#### Short problem
Starting with the line that contains "Reviewer note: confirm that every instance of the sponsor", set down each line through the end of the entries below, exactly and with nothing added.

──────

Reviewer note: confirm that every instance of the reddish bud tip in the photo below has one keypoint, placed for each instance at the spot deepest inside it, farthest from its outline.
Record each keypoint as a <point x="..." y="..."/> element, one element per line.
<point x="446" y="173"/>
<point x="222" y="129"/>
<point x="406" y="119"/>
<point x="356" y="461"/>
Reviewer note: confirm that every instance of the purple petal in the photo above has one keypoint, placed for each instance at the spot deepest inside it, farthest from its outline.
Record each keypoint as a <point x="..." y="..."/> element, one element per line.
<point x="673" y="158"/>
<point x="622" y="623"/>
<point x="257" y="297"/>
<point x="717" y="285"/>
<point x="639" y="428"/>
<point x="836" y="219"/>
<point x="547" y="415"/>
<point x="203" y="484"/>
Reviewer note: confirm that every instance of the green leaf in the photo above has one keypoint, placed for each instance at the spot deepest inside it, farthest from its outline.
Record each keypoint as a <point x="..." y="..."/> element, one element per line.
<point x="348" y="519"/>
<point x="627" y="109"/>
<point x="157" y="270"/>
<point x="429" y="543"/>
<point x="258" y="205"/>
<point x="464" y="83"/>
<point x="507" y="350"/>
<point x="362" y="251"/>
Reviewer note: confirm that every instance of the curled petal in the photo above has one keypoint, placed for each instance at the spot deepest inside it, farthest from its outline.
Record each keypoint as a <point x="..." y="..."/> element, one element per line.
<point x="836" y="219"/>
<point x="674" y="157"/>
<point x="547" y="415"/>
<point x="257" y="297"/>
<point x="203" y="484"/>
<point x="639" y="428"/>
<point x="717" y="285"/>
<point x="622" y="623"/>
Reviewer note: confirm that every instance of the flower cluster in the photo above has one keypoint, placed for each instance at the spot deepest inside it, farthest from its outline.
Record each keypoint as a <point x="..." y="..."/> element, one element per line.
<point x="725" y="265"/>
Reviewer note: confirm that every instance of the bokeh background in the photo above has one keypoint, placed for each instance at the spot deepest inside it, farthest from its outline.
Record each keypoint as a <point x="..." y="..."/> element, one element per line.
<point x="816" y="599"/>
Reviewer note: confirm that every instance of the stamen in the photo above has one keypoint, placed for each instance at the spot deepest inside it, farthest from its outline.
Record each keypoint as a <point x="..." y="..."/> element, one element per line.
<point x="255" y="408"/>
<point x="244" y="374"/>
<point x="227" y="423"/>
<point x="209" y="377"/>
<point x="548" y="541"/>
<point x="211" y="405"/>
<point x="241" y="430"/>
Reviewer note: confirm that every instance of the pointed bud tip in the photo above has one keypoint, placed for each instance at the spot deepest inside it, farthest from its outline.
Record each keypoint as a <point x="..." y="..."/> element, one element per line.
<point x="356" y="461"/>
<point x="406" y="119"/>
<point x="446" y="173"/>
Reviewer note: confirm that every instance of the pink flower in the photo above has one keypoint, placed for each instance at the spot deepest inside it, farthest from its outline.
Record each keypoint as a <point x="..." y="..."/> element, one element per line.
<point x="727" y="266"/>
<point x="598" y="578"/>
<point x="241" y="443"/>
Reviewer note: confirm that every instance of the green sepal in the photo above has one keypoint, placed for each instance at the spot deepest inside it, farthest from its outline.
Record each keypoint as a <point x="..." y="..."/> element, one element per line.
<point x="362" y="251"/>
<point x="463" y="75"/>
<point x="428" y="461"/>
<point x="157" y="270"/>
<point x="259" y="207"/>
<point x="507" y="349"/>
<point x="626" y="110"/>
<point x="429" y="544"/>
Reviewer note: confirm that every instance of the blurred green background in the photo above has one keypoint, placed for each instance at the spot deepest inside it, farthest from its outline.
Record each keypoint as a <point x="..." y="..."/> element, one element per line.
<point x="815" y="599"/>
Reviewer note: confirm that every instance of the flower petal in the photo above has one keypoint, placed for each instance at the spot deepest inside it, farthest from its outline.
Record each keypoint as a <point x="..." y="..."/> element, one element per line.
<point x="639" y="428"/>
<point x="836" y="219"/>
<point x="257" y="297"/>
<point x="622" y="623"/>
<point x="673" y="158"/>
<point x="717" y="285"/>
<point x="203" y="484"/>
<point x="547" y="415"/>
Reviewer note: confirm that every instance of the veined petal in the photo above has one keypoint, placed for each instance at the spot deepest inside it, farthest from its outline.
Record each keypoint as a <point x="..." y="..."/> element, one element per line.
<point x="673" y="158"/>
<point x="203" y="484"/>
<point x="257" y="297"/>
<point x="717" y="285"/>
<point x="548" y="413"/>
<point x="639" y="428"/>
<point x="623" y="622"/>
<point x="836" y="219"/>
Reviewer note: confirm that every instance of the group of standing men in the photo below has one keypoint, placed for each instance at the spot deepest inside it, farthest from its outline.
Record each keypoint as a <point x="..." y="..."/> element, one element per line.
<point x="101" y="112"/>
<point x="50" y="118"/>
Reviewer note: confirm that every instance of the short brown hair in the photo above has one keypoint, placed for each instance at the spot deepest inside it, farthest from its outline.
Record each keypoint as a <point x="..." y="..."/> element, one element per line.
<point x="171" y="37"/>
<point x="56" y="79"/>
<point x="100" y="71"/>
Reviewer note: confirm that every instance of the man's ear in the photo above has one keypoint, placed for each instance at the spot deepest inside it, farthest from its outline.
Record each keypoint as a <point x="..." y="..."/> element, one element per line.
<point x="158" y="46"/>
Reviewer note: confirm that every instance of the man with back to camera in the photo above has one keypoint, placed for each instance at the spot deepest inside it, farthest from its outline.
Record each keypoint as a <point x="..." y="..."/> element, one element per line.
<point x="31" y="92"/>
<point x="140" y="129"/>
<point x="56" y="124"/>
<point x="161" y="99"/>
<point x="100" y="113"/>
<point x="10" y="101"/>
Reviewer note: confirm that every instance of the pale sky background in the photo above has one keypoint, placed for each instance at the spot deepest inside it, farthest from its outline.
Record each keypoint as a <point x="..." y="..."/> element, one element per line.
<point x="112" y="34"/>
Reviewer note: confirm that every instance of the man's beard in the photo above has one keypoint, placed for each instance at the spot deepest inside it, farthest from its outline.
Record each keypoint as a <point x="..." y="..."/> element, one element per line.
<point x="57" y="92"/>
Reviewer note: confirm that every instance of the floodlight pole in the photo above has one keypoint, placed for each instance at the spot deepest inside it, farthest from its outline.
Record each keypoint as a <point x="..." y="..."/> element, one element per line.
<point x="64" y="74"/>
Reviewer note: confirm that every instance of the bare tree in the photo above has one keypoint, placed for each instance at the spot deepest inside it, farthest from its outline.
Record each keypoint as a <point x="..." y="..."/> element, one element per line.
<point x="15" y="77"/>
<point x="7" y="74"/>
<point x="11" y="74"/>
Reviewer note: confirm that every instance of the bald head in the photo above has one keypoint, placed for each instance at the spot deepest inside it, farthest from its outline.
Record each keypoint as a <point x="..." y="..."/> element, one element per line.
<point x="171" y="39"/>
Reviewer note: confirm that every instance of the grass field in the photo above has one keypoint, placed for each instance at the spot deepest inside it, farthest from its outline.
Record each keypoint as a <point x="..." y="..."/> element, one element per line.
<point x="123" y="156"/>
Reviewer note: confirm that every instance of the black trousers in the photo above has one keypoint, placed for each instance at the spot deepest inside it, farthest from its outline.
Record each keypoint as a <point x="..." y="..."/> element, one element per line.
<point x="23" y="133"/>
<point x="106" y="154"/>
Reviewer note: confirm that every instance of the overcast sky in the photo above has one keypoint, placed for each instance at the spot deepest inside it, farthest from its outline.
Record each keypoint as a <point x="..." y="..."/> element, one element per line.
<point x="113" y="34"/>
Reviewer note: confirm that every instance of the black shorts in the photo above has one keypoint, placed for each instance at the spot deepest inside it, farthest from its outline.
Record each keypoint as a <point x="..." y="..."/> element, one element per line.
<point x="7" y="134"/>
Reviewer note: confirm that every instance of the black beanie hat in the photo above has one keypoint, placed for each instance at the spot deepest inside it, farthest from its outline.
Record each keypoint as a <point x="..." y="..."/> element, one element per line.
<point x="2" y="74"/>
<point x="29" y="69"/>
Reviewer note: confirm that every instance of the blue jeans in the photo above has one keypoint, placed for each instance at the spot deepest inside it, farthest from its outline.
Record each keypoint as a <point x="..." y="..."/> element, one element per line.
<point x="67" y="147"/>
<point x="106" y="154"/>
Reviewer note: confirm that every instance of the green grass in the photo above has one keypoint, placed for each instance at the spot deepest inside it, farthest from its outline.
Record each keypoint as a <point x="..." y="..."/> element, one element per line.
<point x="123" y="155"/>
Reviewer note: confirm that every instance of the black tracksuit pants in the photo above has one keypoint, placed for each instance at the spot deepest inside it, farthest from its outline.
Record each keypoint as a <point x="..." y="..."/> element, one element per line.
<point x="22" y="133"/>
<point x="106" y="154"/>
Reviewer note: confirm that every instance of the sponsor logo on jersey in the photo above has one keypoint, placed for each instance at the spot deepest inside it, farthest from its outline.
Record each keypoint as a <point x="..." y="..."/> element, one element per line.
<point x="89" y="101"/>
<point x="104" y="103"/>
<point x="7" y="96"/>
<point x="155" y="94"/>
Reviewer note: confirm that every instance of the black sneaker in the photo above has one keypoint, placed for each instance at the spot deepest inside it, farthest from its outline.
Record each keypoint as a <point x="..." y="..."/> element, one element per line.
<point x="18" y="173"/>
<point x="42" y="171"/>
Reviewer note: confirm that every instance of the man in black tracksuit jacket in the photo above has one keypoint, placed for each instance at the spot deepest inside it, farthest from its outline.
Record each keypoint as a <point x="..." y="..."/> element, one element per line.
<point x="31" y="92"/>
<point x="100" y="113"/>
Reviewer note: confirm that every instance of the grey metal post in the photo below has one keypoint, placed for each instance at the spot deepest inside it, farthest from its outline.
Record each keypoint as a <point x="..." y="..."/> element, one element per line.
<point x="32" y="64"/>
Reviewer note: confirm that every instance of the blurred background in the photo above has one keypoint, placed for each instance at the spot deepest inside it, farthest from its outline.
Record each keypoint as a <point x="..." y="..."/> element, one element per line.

──────

#### Complete output
Reviewer note: confirm that every instance of the sponsor logo on jersey in the photo above has one keypoint, placed for each instance at the spot deepest inside it, farthest from its outline.
Record each keypoint as a <point x="..." y="..."/> element, one element per line.
<point x="89" y="101"/>
<point x="104" y="103"/>
<point x="7" y="96"/>
<point x="155" y="94"/>
Reviewer note: confirm that every instance of the black sneaker in the photo above has one keypoint, placed for each instance at the spot deepest inside it, farthest from its outline.
Record each keypoint as a <point x="..." y="..."/> element, one element per line.
<point x="18" y="173"/>
<point x="42" y="171"/>
Reviewer note: confirm that every instance of the man in black tracksuit jacket in the photo above has one keypoint, placed for each instance at the spot deepest inside it, farthest from its outline.
Record each keypoint as a <point x="..." y="..."/> element, one element per line.
<point x="31" y="92"/>
<point x="100" y="113"/>
Reviewer note: confirm that every instance of the grey metal post in the photo below has one keypoint, placed for each instance at the spot deepest inside it, farthest from its outline.
Record each keypoint as a <point x="..." y="..."/> element, one element per line.
<point x="32" y="64"/>
Reviewer note: confirm that every instance of the blurred background in the photo above has one keypoint, placed for each instance at the spot deepest inside it, farthest from its outline.
Record each keypoint as a <point x="..." y="..."/> element, one element per line.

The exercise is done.